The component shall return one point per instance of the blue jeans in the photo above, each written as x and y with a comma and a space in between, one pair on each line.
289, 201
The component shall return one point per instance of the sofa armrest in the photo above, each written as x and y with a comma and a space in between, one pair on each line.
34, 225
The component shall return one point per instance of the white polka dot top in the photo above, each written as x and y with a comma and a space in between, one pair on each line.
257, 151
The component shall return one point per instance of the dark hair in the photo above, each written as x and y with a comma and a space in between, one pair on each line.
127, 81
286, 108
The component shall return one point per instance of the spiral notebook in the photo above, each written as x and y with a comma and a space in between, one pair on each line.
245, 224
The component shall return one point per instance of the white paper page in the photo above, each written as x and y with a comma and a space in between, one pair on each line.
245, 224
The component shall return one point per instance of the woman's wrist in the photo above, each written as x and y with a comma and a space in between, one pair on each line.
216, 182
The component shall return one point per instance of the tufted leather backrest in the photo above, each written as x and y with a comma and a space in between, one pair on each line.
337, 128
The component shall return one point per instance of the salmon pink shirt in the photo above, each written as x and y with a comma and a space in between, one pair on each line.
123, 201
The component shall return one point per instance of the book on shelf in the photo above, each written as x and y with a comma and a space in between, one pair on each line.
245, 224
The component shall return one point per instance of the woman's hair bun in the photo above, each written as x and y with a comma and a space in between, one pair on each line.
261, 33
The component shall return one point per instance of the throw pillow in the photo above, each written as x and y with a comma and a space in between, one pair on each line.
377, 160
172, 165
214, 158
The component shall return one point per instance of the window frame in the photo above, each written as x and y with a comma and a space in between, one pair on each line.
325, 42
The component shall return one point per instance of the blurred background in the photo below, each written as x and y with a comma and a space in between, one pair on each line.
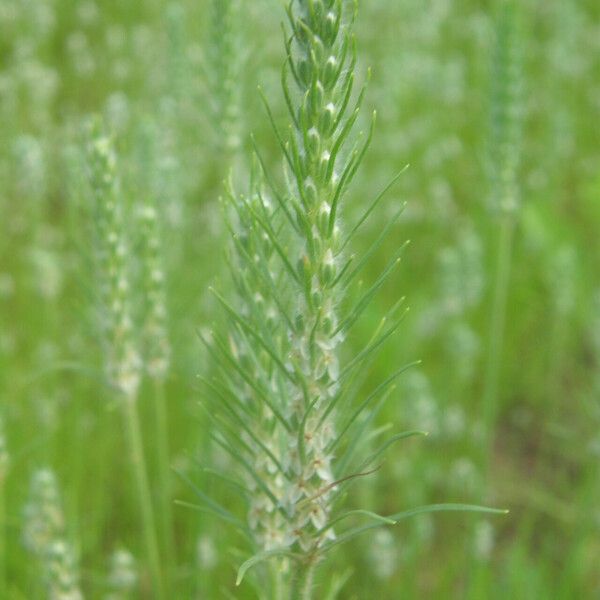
496, 112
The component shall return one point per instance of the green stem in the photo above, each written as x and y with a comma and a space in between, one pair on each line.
496, 339
302, 583
162, 444
141, 478
3, 590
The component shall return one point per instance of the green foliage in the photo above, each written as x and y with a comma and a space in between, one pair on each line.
111, 239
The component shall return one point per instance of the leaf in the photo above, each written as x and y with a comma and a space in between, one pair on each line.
429, 508
395, 438
365, 513
375, 202
258, 558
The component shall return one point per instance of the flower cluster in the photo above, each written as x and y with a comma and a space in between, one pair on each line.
123, 361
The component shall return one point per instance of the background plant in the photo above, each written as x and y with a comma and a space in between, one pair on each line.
431, 86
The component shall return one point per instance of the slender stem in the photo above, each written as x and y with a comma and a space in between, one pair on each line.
141, 478
3, 590
302, 583
496, 339
162, 445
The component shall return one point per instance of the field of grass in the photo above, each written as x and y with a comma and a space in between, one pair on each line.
131, 132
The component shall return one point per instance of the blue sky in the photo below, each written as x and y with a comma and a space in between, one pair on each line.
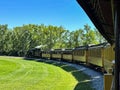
66, 13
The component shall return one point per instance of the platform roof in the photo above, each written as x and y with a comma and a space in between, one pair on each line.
100, 13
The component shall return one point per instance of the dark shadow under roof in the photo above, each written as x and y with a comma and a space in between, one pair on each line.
100, 13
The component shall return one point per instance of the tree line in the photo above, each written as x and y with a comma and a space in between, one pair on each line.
19, 40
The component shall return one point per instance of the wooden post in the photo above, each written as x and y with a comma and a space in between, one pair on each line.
116, 5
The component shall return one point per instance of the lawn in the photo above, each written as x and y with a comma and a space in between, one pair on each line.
19, 74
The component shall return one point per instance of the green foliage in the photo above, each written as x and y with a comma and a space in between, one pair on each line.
20, 39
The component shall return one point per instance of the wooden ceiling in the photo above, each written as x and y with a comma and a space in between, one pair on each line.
100, 13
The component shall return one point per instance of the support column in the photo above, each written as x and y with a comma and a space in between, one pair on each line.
117, 43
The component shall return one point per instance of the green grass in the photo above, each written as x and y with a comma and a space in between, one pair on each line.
19, 74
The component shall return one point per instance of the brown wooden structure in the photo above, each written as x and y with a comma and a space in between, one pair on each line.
105, 14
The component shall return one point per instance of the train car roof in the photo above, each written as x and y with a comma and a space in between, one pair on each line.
100, 13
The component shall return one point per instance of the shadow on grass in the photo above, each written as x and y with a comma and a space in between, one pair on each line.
84, 82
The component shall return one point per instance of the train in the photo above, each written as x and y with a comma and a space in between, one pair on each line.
98, 56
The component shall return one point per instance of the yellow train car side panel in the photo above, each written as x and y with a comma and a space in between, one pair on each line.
95, 61
79, 58
56, 56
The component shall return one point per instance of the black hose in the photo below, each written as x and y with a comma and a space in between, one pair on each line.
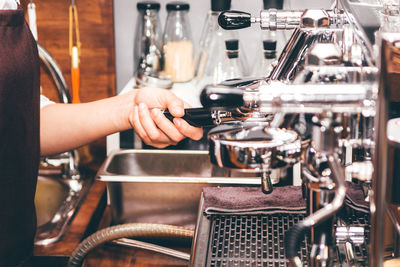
126, 230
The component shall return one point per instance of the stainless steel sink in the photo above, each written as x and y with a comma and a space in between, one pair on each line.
162, 186
57, 200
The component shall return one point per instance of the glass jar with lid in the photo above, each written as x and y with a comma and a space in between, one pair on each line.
178, 43
147, 56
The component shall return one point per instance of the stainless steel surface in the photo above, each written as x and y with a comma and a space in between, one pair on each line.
255, 149
321, 54
314, 18
57, 200
353, 234
162, 186
273, 19
56, 74
58, 196
380, 157
67, 159
312, 98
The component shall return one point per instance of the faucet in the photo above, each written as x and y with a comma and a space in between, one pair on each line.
68, 160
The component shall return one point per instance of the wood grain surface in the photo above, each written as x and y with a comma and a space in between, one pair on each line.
97, 60
97, 64
84, 223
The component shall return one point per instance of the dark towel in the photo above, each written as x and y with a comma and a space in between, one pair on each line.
250, 200
287, 199
355, 198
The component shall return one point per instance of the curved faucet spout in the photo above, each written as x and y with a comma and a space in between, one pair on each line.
56, 74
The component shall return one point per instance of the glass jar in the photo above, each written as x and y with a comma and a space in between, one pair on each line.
147, 56
210, 56
178, 43
232, 67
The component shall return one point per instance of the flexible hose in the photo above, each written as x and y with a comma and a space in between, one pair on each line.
126, 230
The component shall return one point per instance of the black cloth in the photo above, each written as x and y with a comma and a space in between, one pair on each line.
251, 200
19, 137
286, 199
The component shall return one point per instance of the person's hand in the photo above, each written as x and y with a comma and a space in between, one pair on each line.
150, 123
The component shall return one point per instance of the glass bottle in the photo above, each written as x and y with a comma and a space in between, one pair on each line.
147, 56
210, 56
232, 68
265, 62
178, 43
280, 36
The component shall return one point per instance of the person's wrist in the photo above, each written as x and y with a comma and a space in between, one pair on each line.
130, 108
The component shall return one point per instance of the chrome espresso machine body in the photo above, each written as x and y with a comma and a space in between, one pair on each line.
325, 106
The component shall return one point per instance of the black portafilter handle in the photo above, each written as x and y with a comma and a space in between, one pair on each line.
224, 97
234, 20
197, 117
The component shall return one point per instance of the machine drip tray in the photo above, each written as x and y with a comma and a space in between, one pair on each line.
251, 240
258, 240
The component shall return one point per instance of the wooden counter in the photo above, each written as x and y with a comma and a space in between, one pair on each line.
94, 215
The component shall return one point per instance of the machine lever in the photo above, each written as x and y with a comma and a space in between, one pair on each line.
234, 20
197, 117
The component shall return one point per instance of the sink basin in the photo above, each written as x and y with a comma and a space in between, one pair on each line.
162, 186
57, 200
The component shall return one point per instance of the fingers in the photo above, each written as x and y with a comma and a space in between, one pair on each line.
152, 131
188, 130
174, 104
146, 129
166, 126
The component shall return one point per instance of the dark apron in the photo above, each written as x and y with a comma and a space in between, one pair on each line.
19, 137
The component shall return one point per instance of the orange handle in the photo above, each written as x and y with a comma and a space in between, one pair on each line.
75, 73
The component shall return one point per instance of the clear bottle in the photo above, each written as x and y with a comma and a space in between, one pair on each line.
210, 56
232, 68
280, 36
147, 56
178, 43
265, 62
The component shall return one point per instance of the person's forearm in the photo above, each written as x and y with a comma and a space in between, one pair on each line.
64, 127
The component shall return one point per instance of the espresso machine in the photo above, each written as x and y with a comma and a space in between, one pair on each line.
324, 106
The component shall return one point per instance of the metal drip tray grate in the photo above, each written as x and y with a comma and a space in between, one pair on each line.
251, 240
258, 240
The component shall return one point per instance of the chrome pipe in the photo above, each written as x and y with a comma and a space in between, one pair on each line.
56, 74
380, 157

========

**TASK REQUIREMENTS:** Each line from the one containing "the person's forearm" down to the last line of the material above is to be transcribed exactly, with nothing else included.

**PROBLEM SOLUTION:**
The component shall return one point per instance of the person's forearm in the photo above, each written as x and y with a comma and a space in between, one pair on each line.
64, 127
The component shall return one point per instance of the espresso machine in the photo above, each written as x and y with a comma and a space in between, one pair on each line.
324, 106
The component shall return one point per instance of the metal drip tray grate in the photo above, each written as x and y with a comma and a space in between, one pair on each line.
251, 240
258, 240
The component shall return one point per instance of the chrome pipe in the photo above, each written as x and y with a comma and a space in between, one pair on each line.
56, 74
380, 157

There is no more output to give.